WORK TO BE COMPLETED » Go through the records line by line and work out how many lines hold the word "Look". Answer with the number only.

Free-text object descriptions
*** Block opens ***

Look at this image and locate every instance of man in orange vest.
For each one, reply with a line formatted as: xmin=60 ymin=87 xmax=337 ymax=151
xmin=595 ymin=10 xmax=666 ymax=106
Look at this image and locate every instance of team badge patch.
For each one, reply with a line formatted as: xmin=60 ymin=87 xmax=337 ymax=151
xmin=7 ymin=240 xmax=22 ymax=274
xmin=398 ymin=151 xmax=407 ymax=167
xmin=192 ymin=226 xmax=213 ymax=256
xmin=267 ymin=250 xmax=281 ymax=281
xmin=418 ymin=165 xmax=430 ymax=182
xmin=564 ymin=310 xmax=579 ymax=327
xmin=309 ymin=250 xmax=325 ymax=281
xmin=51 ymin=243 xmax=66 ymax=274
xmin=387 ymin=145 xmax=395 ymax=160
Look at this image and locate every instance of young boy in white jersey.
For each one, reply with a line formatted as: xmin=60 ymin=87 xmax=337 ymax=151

*** Block closes ***

ANSWER AREA » 3